DESCRIPTION OF THE TASK ->
Extract every one of the rows below and reproduce each line character for character, with no changes.

THE DATA ->
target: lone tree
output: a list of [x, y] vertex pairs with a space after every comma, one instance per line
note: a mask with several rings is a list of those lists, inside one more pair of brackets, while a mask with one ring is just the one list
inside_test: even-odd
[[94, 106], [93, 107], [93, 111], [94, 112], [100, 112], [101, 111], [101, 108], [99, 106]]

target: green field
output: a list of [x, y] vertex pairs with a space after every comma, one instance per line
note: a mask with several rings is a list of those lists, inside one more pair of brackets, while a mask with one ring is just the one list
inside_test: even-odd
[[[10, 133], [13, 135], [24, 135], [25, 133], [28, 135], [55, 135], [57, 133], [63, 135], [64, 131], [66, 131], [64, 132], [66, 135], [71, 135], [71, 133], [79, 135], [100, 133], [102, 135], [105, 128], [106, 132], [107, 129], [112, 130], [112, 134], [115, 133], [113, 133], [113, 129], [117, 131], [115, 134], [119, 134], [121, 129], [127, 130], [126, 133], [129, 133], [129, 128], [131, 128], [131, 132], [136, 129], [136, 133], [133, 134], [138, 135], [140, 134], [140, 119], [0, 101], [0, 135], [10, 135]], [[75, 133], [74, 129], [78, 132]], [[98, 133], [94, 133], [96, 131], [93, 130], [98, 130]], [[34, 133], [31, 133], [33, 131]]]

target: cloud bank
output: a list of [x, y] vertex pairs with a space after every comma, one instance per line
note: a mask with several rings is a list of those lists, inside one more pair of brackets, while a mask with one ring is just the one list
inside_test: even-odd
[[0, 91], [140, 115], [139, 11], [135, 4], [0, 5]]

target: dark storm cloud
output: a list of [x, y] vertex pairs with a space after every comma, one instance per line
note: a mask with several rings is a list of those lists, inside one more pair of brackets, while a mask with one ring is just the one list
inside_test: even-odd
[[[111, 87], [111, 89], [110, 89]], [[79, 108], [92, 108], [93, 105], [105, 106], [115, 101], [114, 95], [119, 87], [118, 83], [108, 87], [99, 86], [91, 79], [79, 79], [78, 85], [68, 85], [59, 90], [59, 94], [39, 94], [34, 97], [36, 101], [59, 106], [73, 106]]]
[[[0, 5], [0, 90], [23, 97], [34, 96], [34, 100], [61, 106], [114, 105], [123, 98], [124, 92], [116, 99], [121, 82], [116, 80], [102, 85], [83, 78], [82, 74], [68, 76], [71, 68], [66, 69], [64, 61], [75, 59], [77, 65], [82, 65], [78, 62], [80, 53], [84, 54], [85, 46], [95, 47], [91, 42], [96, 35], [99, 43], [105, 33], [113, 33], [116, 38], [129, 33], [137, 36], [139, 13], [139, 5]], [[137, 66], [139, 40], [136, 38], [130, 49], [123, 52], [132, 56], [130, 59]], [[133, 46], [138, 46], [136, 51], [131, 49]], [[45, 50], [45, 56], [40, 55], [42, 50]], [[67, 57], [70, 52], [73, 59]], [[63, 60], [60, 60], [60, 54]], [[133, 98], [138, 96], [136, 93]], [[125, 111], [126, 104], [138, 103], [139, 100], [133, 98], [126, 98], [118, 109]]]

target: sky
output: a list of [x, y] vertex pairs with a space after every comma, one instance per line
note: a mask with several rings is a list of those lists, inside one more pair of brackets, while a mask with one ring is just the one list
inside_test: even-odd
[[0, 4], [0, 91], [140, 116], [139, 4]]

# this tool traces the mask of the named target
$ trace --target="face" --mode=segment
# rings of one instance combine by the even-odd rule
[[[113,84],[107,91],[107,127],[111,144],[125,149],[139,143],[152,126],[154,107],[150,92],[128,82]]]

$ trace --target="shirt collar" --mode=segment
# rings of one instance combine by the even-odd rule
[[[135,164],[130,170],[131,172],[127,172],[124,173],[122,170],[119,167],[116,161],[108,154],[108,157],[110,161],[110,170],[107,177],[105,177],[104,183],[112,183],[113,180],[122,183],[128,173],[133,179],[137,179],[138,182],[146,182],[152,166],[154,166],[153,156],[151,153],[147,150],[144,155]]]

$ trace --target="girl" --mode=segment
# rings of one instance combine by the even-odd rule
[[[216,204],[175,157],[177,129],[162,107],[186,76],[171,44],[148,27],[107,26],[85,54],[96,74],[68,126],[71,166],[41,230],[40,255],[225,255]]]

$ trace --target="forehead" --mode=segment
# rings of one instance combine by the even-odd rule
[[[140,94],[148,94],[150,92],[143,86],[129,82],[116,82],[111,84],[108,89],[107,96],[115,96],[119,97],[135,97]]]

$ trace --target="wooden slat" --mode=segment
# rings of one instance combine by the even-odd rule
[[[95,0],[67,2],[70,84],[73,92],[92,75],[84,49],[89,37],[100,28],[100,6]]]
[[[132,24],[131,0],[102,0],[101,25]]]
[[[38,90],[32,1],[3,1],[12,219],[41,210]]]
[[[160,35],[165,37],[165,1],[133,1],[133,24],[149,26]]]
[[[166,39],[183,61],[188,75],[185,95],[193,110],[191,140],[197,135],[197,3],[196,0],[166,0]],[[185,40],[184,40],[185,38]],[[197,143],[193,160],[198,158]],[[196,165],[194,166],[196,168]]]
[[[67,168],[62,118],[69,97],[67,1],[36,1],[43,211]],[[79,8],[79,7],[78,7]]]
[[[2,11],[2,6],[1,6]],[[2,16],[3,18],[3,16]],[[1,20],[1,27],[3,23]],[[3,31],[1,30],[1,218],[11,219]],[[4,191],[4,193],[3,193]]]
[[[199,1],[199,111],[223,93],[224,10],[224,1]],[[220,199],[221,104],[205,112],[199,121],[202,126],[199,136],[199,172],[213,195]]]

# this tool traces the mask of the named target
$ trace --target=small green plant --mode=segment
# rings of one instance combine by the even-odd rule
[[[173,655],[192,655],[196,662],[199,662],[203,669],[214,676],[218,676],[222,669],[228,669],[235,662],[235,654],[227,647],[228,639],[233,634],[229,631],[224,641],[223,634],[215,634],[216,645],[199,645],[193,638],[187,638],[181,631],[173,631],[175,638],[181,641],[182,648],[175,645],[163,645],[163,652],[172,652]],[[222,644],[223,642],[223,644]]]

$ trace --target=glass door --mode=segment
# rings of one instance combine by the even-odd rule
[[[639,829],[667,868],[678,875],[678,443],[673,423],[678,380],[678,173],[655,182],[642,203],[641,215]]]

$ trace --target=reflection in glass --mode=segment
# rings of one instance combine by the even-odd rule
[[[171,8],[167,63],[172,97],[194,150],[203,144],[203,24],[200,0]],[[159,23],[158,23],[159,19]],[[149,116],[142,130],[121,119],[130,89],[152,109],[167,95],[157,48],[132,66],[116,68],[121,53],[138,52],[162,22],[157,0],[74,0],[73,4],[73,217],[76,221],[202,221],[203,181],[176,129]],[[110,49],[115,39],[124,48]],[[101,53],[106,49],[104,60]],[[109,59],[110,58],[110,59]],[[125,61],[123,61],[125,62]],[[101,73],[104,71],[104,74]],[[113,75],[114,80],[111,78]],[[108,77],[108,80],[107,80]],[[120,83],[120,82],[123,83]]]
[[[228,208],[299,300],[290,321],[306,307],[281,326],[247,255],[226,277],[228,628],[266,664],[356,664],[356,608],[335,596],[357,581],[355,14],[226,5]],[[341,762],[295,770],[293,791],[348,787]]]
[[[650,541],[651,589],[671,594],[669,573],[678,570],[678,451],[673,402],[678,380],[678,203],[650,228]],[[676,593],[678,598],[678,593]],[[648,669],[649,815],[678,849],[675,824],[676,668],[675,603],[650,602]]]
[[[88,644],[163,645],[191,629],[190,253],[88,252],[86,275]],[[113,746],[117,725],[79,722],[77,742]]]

EXERCISE OUTPUT ->
target: lone tree
output: a list of [x, y] vertex pairs with a space after every comma, one instance per line
note: a mask with several rings is a list of those lists, inside one more pair of brackets, while a mask with one ring is just the one list
inside_test: even-odd
[[94, 106], [93, 107], [93, 111], [94, 112], [100, 112], [101, 111], [101, 108], [99, 106]]

target: green field
output: a list of [x, y] vertex pairs with a space after every comma, one instance per line
note: a mask with several rings is a list of those lists, inside one more pair of brackets, while a mask with one ring is just the one list
inside_test: even-odd
[[[10, 133], [13, 135], [24, 135], [25, 133], [28, 135], [55, 135], [57, 133], [63, 135], [64, 131], [66, 131], [64, 132], [66, 135], [71, 135], [71, 133], [79, 135], [100, 133], [102, 135], [105, 128], [106, 132], [107, 129], [112, 130], [112, 134], [115, 133], [113, 133], [113, 129], [117, 131], [115, 134], [119, 134], [121, 129], [127, 130], [126, 133], [129, 133], [129, 128], [131, 128], [131, 132], [136, 129], [136, 133], [133, 134], [138, 135], [140, 134], [140, 119], [0, 101], [0, 135], [10, 135]], [[75, 133], [74, 129], [78, 132]], [[98, 133], [94, 133], [96, 131], [93, 130], [98, 130]], [[34, 133], [31, 133], [33, 131]]]

target: cloud bank
output: a list of [x, y] vertex pairs with a space after every comma, one instance per line
note: a mask with several rings is a list of those lists, inside one more pair of brackets, while a mask with one ring is just the one list
inside_test: even-odd
[[0, 91], [140, 115], [139, 11], [135, 4], [0, 5]]

target: dark storm cloud
output: a list of [x, y] vertex pairs with a space after every comma, one instance per line
note: a mask with several rings is a list of those lists, inside one more pair of brackets, while a mask with one ring is just the one list
inside_test: even-odd
[[[111, 87], [111, 89], [110, 89]], [[79, 108], [92, 108], [93, 105], [105, 106], [115, 101], [114, 95], [119, 87], [118, 83], [108, 87], [99, 86], [91, 79], [79, 79], [78, 85], [68, 85], [59, 90], [59, 94], [39, 94], [34, 97], [36, 101], [59, 106], [73, 106]]]
[[[0, 5], [0, 90], [23, 97], [34, 96], [34, 100], [61, 106], [114, 105], [123, 98], [124, 92], [116, 99], [121, 82], [116, 80], [102, 85], [83, 78], [82, 74], [68, 76], [71, 68], [66, 69], [64, 61], [75, 59], [77, 65], [82, 65], [78, 62], [80, 53], [84, 54], [85, 46], [95, 47], [91, 42], [96, 35], [99, 43], [105, 33], [113, 33], [116, 38], [129, 33], [137, 36], [139, 13], [139, 5]], [[137, 66], [139, 40], [136, 38], [130, 49], [123, 52], [132, 56], [130, 59]], [[133, 46], [138, 46], [136, 51], [131, 49]], [[45, 50], [45, 56], [40, 55], [42, 50]], [[67, 57], [70, 52], [73, 59]], [[63, 60], [60, 60], [60, 54]], [[133, 98], [138, 96], [136, 93]], [[125, 111], [126, 104], [138, 103], [139, 100], [133, 98], [126, 98], [118, 109]]]

target: sky
output: a list of [x, y] vertex pairs with a space after every comma, one instance per line
note: a mask with several rings is a list of those lists, inside one more pair of brackets, while a mask with one ring is just the one list
inside_test: even-odd
[[0, 4], [0, 91], [140, 116], [139, 4]]

# this tool traces the mask of the named target
$ trace --target="face" --mode=segment
# rings of one instance combine by the even-odd rule
[[[113,84],[107,91],[107,127],[111,144],[125,149],[139,143],[152,126],[154,107],[150,92],[128,82]]]

$ trace --target="shirt collar" --mode=segment
# rings of one instance combine by the even-odd rule
[[[135,164],[130,170],[131,172],[127,172],[124,173],[122,170],[119,167],[116,161],[108,154],[108,157],[110,161],[110,170],[107,177],[105,177],[104,183],[112,183],[113,180],[122,183],[128,173],[133,179],[137,179],[138,182],[146,182],[152,166],[154,166],[153,156],[151,153],[147,150],[144,155]]]

$ trace --target="girl" --mode=segment
# rings of one instance combine by the even-odd rule
[[[216,204],[175,157],[177,129],[162,107],[186,76],[171,44],[148,27],[107,26],[85,54],[96,74],[68,126],[71,166],[41,230],[40,255],[225,255]]]

$ trace --target="forehead" --mode=segment
# rings of one instance combine by the even-odd rule
[[[140,94],[148,94],[150,92],[143,86],[129,82],[116,82],[111,84],[108,89],[107,96],[115,96],[119,97],[135,97]]]

$ trace --target="wooden slat" --mode=segment
# rings of one instance combine by the even-odd rule
[[[95,0],[67,2],[70,84],[73,92],[92,75],[84,49],[89,37],[100,28],[100,6]]]
[[[132,24],[131,0],[102,0],[101,25]]]
[[[38,90],[32,1],[3,1],[12,219],[41,210]]]
[[[160,35],[165,37],[165,1],[133,1],[133,24],[149,26]]]
[[[166,39],[183,61],[188,75],[185,95],[193,110],[191,140],[197,135],[197,3],[196,0],[166,0]],[[185,40],[184,40],[185,38]],[[197,143],[193,160],[198,158]],[[196,165],[194,166],[196,168]]]
[[[67,168],[62,118],[69,97],[67,1],[36,1],[43,211]],[[79,8],[79,7],[78,7]]]
[[[2,11],[2,6],[1,6]],[[2,16],[3,18],[3,16]],[[1,20],[1,27],[3,23]],[[3,31],[1,30],[1,218],[11,219]],[[4,191],[4,193],[3,193]]]
[[[199,1],[199,111],[223,93],[224,10],[224,1]],[[220,199],[221,104],[205,112],[199,121],[202,126],[199,136],[199,172],[213,195]]]

# this tool traces the mask of the named target
$ trace --target=small green plant --mode=segment
# rings of one instance combine by the even-odd rule
[[[173,655],[192,655],[196,662],[199,662],[203,669],[214,676],[218,676],[222,669],[228,669],[235,662],[235,654],[227,647],[228,639],[233,634],[229,631],[224,641],[223,634],[215,634],[216,645],[199,645],[193,638],[187,638],[181,631],[173,631],[175,638],[181,641],[182,648],[175,645],[163,645],[163,652],[172,652]],[[222,644],[223,642],[223,644]]]

$ trace --target=glass door --mode=segment
# rings of one instance combine by the even-odd rule
[[[639,829],[667,868],[678,875],[678,443],[673,423],[678,380],[678,173],[655,182],[642,203],[641,215]]]

$ trace --target=reflection in glass --mode=segment
# rings of one instance combine by the even-odd rule
[[[171,8],[167,63],[172,97],[194,150],[203,144],[203,24],[200,0]],[[159,23],[158,23],[159,19]],[[149,116],[142,130],[121,119],[130,89],[152,109],[167,95],[157,48],[132,66],[116,68],[121,53],[138,52],[162,22],[157,0],[74,0],[73,4],[73,217],[76,221],[202,221],[203,181],[176,129]],[[110,49],[115,39],[124,48]],[[101,53],[106,49],[104,60]],[[109,59],[110,58],[110,59]],[[125,61],[123,61],[125,62]],[[101,73],[104,71],[104,74]],[[113,75],[114,80],[111,78]],[[108,77],[108,80],[107,80]],[[120,83],[120,82],[123,83]]]
[[[228,208],[299,300],[290,321],[306,307],[281,326],[247,255],[226,277],[228,628],[266,664],[356,664],[356,608],[335,596],[357,581],[355,14],[226,5]],[[341,762],[295,770],[293,791],[348,787]]]
[[[650,541],[651,589],[671,594],[669,573],[678,570],[678,451],[673,402],[678,380],[678,203],[650,228]],[[676,593],[678,598],[678,593]],[[648,669],[649,815],[678,849],[675,824],[676,668],[675,603],[650,602]]]
[[[88,644],[163,645],[191,629],[190,253],[88,252],[86,275]],[[113,746],[117,725],[79,722],[77,742]]]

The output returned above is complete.